» What is expected: Reproduce the material below, substituting "region labeling assistant" for "visual grounding assistant" throughout and leaving everything else unchanged. Omit the pictures from your reproduction.

(Region annotation entries)

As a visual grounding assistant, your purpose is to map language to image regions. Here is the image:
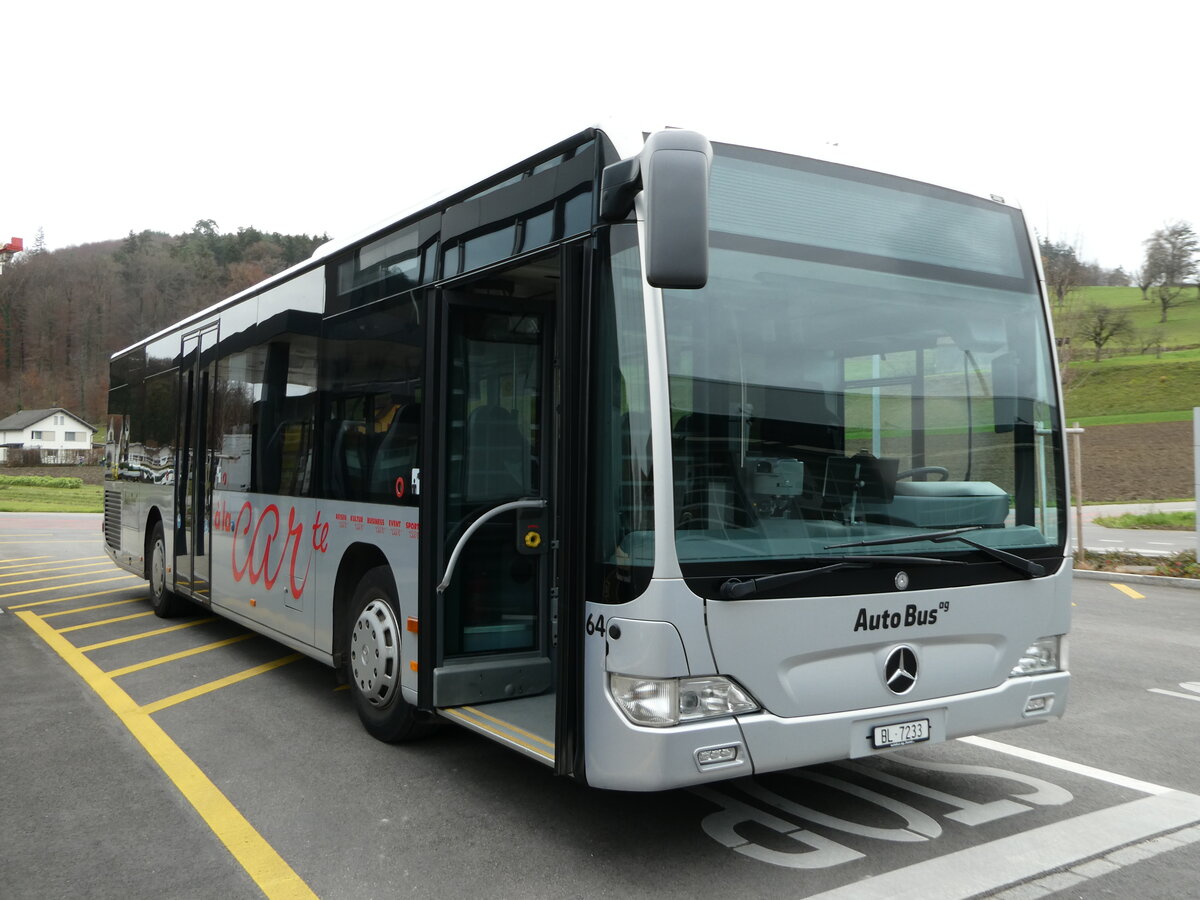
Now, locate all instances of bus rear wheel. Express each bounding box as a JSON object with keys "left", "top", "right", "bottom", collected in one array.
[
  {"left": 146, "top": 521, "right": 187, "bottom": 619},
  {"left": 342, "top": 565, "right": 433, "bottom": 743}
]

» Answer to this task:
As a region labeling assistant, your purpose is to map language to image regions. Here is the image:
Now, locate all instances of bus rear wheel. Express each bounding box as a JSON object with keys "left", "top", "right", "bottom", collected in one array.
[
  {"left": 146, "top": 521, "right": 187, "bottom": 619},
  {"left": 342, "top": 565, "right": 433, "bottom": 743}
]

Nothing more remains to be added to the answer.